» **PROBLEM TO WORK ON**: How many lines of the records contain the string "target"? Give only the number.

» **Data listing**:
━━━━━━━━━━

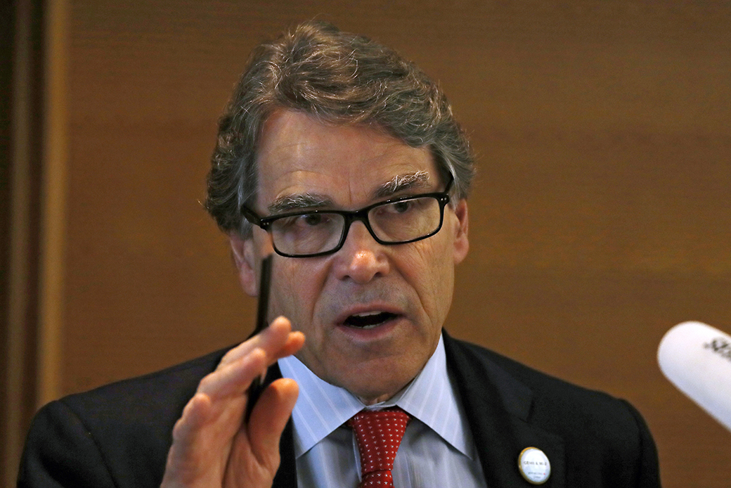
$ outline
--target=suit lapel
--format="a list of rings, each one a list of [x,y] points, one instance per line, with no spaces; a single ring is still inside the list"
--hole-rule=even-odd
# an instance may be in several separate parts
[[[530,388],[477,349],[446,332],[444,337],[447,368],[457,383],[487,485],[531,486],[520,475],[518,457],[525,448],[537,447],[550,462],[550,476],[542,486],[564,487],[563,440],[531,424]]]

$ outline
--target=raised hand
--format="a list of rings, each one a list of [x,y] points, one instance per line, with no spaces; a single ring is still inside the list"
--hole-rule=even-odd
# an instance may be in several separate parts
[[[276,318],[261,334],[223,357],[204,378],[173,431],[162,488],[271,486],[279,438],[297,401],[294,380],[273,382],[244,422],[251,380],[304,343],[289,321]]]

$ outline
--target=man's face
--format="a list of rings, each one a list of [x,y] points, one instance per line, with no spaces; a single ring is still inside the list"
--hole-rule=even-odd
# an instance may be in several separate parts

━━━━━━━━━━

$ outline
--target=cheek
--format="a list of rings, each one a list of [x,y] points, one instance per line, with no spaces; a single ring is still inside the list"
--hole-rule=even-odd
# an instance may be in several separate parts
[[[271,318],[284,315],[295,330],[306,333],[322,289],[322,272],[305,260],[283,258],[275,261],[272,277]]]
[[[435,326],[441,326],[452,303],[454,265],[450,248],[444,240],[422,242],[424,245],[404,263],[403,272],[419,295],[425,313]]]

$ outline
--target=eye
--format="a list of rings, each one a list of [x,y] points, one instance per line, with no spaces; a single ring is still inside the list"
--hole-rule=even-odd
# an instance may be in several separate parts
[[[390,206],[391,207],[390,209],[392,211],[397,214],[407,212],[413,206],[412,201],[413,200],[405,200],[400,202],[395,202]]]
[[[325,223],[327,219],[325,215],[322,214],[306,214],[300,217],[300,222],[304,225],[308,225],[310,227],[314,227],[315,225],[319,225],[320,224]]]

━━━━━━━━━━

» **RIGHT ANSWER**: 5